→ Exercise
Retype, without any alteration, every line from the one containing "TARGET = man's grey hair" down to the final line, with both of those lines included.

→ Information given
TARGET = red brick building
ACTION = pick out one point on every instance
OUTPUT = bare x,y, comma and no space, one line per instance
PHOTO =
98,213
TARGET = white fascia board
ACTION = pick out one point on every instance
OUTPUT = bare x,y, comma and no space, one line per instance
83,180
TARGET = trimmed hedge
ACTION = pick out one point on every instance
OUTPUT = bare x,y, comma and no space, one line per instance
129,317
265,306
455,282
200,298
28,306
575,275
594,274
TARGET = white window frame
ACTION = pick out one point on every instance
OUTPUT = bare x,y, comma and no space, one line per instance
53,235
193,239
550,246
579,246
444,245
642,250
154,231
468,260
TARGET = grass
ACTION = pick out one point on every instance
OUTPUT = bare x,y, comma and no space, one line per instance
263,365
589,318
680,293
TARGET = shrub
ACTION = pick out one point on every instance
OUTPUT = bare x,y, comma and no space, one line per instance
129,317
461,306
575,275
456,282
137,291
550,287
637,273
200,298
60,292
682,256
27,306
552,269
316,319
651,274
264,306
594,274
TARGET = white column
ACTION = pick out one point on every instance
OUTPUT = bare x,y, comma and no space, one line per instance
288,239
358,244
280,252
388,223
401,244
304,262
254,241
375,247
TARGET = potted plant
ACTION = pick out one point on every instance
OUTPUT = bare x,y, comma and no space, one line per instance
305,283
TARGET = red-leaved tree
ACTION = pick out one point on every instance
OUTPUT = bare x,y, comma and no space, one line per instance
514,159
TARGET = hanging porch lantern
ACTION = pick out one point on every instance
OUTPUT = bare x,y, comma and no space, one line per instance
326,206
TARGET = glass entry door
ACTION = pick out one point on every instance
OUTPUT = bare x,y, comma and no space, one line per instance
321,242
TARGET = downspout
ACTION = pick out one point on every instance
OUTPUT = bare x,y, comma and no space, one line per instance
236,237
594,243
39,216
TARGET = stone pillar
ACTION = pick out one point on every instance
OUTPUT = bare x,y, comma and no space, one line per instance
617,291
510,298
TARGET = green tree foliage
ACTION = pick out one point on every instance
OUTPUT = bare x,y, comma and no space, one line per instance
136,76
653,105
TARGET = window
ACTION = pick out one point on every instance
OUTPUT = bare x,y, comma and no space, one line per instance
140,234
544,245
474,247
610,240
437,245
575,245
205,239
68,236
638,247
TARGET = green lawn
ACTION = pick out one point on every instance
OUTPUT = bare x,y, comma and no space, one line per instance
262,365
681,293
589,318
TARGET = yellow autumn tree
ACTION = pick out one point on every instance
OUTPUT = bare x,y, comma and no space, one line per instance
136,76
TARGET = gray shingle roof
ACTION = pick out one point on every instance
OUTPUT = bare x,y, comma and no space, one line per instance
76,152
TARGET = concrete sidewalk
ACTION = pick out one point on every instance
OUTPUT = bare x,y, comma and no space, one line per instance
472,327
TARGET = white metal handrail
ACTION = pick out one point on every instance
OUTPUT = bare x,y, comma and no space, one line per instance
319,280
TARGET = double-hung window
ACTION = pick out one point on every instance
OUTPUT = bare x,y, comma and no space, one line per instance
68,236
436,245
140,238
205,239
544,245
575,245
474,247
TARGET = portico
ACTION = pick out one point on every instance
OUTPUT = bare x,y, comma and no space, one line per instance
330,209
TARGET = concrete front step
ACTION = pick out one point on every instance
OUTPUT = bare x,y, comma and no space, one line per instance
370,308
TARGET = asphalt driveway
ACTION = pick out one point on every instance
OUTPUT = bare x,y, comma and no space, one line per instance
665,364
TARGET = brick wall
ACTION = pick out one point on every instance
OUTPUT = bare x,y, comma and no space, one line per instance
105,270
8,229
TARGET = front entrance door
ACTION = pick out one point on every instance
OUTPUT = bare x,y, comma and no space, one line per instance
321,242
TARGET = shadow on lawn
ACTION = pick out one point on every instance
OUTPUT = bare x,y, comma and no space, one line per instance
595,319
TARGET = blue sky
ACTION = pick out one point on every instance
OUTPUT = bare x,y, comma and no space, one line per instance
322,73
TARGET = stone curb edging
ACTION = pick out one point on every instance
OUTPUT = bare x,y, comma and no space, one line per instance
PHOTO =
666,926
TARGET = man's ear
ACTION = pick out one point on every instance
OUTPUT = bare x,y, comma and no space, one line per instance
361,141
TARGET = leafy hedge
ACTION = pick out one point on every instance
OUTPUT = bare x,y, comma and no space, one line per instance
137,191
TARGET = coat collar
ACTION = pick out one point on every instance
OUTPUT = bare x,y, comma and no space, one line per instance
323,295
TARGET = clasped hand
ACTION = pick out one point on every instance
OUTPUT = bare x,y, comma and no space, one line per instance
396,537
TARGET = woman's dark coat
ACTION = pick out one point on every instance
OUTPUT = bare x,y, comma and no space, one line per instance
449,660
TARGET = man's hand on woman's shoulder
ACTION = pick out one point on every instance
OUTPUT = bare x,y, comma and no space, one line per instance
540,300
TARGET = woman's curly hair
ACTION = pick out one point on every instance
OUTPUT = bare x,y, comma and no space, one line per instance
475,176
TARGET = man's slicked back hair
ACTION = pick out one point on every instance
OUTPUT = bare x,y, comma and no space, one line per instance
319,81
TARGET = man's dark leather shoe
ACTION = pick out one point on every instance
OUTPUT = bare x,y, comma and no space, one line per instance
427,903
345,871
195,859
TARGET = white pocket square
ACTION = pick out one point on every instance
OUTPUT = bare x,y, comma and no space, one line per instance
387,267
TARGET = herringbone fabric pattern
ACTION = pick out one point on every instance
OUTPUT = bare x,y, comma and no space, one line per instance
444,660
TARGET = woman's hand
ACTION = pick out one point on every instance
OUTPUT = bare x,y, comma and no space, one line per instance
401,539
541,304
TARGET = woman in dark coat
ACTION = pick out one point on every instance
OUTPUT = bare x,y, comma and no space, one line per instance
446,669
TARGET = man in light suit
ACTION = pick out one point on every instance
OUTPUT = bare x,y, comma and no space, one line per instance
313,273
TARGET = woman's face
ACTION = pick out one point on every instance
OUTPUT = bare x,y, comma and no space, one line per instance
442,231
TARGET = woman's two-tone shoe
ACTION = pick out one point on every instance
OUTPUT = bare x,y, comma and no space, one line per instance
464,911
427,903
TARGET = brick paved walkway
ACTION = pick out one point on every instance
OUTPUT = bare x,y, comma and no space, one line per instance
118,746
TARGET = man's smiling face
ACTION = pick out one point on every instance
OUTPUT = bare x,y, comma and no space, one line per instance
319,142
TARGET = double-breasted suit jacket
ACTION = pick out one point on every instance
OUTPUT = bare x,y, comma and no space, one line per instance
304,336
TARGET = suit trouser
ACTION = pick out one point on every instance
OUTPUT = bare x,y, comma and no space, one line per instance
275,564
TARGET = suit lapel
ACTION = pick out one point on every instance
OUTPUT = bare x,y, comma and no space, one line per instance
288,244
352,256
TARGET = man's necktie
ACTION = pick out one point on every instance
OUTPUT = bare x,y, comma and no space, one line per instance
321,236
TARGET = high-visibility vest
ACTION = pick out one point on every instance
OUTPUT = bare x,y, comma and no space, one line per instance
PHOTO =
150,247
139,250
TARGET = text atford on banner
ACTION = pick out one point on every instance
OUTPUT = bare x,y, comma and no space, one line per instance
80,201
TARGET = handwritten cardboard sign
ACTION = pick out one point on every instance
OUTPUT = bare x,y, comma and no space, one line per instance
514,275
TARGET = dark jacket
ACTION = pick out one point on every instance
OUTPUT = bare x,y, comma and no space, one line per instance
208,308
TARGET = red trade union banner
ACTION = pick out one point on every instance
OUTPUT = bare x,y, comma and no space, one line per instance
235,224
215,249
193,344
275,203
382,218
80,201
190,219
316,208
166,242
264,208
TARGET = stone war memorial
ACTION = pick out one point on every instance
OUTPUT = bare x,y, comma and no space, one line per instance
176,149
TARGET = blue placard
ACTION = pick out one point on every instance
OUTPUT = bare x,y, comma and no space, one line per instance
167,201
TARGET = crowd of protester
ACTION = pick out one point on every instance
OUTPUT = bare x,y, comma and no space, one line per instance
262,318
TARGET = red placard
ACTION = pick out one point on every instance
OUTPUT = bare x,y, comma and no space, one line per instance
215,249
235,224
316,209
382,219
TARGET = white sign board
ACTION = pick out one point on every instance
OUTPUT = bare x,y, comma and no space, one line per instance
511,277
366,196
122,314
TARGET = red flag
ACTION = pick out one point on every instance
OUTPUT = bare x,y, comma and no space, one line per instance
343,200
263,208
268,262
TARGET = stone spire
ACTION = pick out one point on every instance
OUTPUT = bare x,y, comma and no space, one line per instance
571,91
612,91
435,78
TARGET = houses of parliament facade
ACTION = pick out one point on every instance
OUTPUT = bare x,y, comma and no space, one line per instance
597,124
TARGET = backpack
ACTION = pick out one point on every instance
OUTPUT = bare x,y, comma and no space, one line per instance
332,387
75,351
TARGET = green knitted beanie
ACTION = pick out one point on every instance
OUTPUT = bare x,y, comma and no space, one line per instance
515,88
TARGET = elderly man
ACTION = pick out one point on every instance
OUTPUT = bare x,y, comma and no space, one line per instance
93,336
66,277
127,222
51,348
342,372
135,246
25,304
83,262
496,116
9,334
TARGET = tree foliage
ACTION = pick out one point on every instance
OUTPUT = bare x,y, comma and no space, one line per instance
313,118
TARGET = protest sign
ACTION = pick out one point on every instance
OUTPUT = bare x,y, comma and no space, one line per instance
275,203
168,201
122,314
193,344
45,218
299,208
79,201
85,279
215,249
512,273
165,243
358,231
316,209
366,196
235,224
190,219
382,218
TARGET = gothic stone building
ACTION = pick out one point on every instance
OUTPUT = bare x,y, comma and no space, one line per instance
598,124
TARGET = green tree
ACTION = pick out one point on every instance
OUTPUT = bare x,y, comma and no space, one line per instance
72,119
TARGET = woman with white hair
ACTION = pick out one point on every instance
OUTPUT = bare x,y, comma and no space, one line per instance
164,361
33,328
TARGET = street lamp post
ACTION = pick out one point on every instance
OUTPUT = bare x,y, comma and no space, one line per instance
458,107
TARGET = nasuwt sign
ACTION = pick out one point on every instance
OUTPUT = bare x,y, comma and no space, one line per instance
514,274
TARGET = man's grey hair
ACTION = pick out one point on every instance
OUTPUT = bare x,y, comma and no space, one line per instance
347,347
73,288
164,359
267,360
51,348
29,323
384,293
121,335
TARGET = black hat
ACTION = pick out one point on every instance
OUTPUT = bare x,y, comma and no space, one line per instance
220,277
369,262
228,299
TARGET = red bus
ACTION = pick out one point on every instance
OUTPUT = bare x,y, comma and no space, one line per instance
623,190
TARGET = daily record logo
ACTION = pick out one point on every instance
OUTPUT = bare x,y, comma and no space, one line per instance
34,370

→ Reply to the exercise
TARGET = man's grey hair
ACTION = pick out one point on every instance
OUTPUT = bare x,y, comma and no space, one line per instance
347,347
73,288
164,359
267,360
51,348
29,323
384,293
121,335
TARGET = black hat
ACTION = pick out one point on every instance
OUTPUT = bare x,y, comma and no space, one line per instance
220,277
369,262
228,299
TARGET = red bus
ACTION = pick out one point on every instance
OUTPUT = bare x,y, comma and no space, one line per instance
623,190
TARGET = daily record logo
ACTION = pick out one point on every instance
OUTPUT = bare x,y, comma and no space, one line per instance
34,370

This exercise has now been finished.